● Entries provided
_ _ _ _ _
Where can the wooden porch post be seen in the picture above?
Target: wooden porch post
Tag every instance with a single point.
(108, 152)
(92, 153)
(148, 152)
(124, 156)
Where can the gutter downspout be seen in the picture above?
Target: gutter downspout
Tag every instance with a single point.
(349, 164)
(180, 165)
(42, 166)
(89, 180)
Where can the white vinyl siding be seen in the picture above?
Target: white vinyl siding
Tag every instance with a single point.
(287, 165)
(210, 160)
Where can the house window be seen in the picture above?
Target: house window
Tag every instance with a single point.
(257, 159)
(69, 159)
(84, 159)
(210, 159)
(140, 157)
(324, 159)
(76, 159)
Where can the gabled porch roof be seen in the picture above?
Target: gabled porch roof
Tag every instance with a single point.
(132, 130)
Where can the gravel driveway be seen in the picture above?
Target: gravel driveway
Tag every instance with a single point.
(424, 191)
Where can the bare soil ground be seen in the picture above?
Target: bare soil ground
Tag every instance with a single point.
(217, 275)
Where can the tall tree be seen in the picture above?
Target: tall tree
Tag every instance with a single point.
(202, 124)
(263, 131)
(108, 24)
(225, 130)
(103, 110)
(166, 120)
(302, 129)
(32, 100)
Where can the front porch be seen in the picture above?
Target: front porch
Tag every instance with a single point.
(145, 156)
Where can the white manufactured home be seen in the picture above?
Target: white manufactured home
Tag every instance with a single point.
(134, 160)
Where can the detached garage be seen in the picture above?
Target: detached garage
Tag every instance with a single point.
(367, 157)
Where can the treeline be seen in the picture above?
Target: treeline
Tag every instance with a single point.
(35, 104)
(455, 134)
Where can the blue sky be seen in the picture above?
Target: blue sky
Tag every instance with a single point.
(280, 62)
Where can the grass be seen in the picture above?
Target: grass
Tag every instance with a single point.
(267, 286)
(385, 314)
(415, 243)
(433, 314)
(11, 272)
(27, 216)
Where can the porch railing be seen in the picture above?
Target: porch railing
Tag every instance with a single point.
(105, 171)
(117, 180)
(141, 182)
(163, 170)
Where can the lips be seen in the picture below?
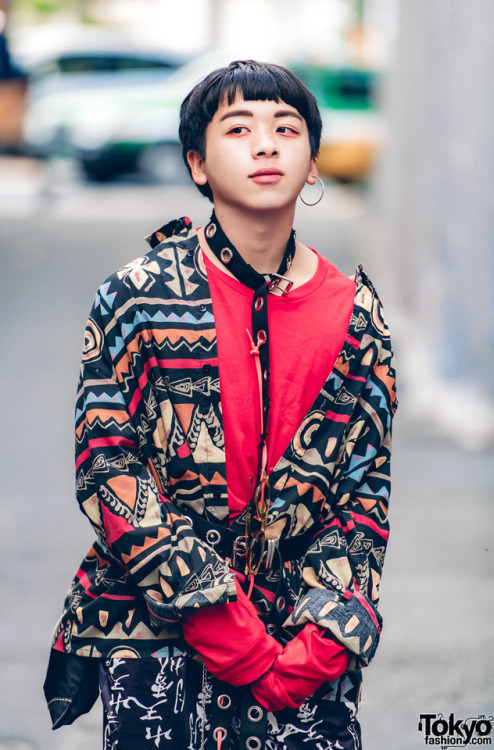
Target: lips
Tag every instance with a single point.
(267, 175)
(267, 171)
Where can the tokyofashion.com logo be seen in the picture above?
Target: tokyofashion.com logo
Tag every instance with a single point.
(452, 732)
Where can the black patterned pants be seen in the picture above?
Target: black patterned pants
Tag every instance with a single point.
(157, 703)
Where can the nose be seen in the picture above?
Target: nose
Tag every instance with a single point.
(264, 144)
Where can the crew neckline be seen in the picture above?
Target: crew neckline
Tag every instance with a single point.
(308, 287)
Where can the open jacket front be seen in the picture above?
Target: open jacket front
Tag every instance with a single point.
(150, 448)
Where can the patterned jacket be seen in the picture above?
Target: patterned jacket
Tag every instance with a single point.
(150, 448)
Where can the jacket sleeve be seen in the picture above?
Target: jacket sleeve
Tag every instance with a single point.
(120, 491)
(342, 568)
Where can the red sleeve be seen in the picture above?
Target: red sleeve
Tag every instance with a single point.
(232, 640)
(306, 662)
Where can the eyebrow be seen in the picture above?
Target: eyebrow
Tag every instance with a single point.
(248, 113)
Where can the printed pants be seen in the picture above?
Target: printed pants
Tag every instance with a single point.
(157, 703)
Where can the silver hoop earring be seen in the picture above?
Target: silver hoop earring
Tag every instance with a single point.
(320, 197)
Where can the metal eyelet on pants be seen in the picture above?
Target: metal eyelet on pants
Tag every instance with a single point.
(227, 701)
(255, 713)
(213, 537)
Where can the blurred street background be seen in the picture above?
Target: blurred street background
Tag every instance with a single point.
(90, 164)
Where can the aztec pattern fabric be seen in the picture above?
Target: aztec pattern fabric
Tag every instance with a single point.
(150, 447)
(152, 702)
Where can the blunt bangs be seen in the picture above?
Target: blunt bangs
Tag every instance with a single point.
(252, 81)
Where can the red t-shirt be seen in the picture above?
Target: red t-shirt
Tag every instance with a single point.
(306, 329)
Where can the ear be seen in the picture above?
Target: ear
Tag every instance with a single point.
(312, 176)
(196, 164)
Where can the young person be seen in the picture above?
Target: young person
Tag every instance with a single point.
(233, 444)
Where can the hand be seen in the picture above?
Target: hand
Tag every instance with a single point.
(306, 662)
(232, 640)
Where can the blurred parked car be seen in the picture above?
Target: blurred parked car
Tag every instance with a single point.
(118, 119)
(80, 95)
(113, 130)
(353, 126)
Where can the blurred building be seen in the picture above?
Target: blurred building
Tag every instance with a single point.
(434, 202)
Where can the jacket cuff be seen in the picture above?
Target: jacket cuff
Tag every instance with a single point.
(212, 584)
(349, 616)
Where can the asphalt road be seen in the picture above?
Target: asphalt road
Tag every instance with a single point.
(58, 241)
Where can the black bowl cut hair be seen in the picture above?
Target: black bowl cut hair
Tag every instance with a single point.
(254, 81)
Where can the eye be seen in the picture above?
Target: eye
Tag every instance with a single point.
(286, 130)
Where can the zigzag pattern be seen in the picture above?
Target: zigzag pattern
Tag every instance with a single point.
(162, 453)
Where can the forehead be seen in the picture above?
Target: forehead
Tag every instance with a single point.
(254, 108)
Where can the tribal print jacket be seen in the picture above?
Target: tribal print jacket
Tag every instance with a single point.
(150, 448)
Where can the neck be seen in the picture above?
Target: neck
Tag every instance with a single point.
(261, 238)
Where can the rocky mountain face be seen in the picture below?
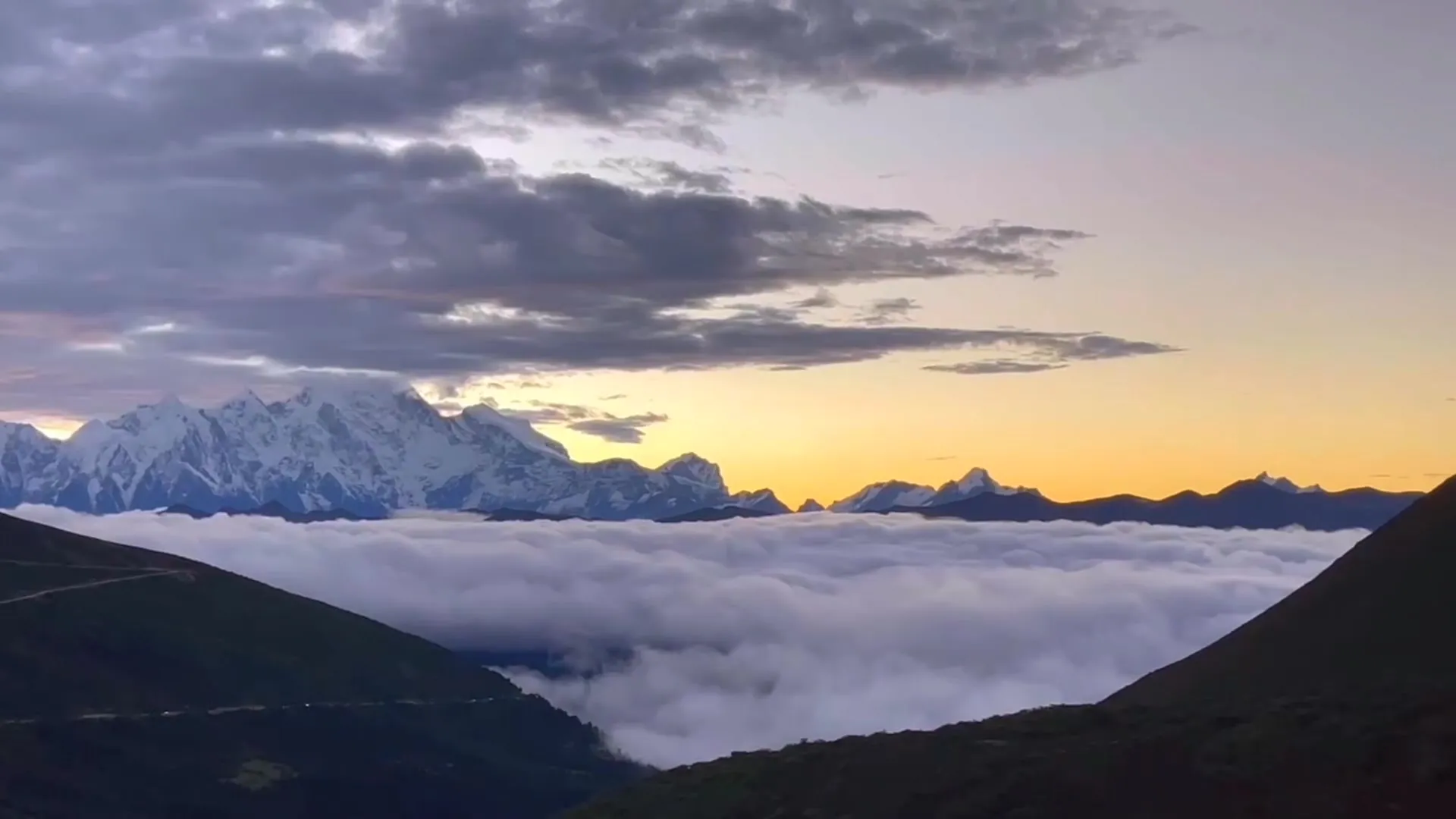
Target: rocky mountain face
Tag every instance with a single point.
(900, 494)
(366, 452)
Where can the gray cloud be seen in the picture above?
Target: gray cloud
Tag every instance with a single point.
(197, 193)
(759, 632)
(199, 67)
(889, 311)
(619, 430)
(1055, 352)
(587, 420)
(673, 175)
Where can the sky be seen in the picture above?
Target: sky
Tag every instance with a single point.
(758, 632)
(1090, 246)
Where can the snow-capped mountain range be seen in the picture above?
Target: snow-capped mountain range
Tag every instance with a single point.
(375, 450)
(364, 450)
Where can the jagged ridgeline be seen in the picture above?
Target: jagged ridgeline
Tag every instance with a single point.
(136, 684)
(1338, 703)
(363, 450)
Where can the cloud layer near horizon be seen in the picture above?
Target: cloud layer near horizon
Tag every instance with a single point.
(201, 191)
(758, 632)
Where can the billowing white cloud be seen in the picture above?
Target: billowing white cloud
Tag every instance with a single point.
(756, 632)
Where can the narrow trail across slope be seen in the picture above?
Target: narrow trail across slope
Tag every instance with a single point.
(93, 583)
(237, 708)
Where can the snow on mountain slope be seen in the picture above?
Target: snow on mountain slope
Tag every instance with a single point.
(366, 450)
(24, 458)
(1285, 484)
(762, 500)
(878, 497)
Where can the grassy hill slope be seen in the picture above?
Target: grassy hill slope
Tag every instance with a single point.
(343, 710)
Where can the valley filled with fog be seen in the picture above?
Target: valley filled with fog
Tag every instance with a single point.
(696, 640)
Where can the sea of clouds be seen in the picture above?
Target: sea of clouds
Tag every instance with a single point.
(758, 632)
_ _ _ _ _
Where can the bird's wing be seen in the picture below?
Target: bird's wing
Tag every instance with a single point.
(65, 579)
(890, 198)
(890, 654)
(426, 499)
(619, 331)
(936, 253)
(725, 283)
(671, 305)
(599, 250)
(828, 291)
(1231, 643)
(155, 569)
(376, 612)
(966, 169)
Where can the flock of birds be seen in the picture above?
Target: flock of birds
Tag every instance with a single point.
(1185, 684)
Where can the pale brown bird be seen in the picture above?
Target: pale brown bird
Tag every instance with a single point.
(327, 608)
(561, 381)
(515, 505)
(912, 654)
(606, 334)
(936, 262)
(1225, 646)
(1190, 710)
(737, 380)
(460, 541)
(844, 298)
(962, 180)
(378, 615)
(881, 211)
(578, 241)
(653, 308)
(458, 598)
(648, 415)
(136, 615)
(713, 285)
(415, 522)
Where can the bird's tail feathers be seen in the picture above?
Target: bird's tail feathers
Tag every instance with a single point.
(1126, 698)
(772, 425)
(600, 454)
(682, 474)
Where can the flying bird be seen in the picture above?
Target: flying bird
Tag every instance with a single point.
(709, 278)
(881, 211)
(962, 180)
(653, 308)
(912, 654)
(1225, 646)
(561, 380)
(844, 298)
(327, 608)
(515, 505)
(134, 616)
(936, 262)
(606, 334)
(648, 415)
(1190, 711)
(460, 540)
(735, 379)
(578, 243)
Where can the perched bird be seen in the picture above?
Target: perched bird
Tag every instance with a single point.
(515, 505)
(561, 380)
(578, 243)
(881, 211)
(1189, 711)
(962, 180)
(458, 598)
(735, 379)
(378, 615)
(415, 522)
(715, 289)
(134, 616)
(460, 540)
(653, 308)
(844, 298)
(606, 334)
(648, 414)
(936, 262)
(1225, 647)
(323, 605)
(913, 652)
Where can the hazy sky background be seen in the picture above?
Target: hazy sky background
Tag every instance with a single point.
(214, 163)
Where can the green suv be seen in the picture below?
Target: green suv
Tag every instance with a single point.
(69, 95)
_ _ _ _ _
● What you will do
Using the material above, transcribe exactly the lines from the line with "Target: flock of birds" to the line with "Target: pale brown bird"; both count, and nothing else goes in.

● Exercise result
Target: flock of birds
Tag every instance with a single point.
(1185, 684)
Where can the pale brown bird be seen in the picture above?
Target: pale brown bird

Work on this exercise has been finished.